━━━━━ STORED DATA

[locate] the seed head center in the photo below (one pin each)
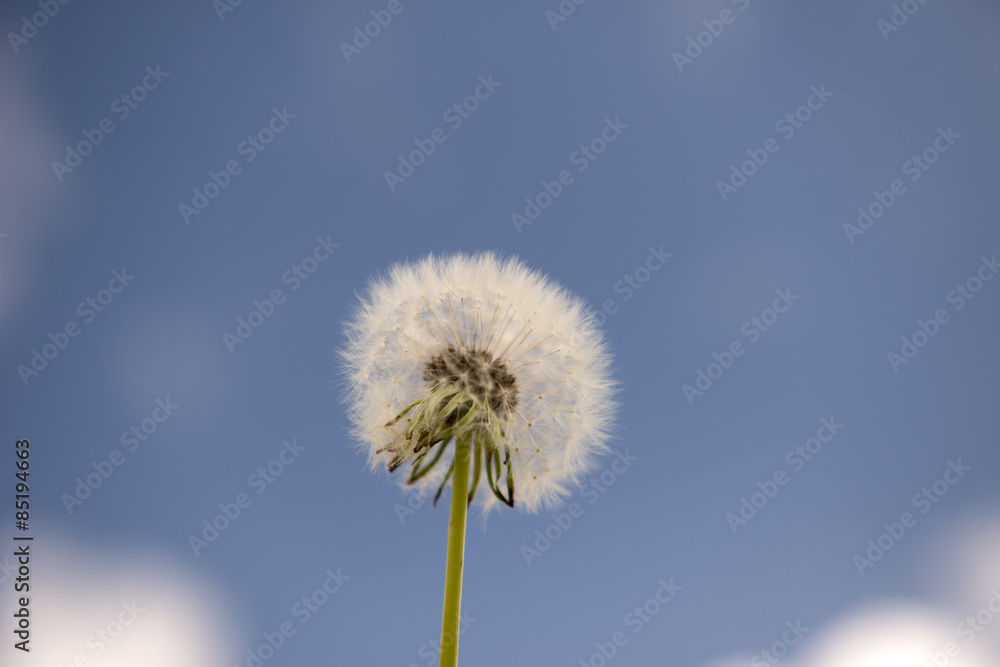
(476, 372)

━━━━━━━━━━
━━━━━ STORED DATA

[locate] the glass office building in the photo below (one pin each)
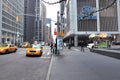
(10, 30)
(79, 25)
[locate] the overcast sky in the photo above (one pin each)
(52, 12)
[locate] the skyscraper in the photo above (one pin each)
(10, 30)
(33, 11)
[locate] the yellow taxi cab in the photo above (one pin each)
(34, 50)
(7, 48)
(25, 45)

━━━━━━━━━━
━━━━━ STORED DATA

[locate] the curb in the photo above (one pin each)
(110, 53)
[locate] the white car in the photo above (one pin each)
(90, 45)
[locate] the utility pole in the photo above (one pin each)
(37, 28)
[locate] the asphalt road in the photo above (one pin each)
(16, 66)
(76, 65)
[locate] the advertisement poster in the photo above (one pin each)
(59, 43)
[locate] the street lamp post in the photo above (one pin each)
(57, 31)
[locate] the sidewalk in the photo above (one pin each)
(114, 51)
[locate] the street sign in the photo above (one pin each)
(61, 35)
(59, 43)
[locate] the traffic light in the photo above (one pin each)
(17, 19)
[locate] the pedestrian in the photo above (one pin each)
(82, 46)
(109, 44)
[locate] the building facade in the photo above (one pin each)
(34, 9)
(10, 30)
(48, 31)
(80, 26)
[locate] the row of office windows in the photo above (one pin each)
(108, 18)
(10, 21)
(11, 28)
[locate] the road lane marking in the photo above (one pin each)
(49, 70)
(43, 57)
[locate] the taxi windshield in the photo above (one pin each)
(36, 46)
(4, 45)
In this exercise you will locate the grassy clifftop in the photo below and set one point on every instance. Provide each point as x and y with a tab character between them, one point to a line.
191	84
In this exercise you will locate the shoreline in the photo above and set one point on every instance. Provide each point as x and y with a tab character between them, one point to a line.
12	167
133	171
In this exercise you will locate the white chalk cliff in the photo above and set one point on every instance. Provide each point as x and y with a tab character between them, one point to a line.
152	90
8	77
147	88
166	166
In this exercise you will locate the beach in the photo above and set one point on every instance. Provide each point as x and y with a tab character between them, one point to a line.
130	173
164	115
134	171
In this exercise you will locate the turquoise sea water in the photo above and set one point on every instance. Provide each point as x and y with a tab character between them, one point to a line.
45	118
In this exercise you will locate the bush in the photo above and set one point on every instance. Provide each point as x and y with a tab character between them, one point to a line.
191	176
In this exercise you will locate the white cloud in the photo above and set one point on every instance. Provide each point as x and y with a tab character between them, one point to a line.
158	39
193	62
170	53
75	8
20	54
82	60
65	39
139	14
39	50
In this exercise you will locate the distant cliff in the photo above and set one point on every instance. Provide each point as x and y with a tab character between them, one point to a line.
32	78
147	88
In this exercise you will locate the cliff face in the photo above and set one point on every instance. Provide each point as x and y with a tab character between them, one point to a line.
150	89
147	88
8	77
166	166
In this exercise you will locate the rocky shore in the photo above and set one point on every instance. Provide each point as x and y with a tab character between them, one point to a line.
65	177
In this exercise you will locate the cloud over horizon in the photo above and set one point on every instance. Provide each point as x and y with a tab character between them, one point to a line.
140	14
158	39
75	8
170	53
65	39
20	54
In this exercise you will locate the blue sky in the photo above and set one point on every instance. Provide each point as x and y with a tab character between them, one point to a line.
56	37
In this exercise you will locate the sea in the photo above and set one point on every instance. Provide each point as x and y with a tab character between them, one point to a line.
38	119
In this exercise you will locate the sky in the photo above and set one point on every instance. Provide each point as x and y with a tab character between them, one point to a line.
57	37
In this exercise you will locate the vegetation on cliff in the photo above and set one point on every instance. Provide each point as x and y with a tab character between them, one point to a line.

━━━━━━━━━━

TO DO
Set down exactly the lines of the data above, beginning with the line that has "In this exercise you will locate the sea" and ending with the line that has "In this exercise you will locate the vegetation", and no others.

THE COMPLETED TASK
In this exercise you will locate the sea in the photo above and set one point on every instance. Provide each point as x and y with a tab character between them, one point to a line.
38	119
In this exercise you will locate the sky in the photo above and set one point on every instance. Provide each point as x and y with a tab character between them, one point to a line.
57	37
In this exercise you will locate the vegetation on cliff in the photo above and set one point on every instance. Provide each point as x and y with a tab character between them, one point to a line.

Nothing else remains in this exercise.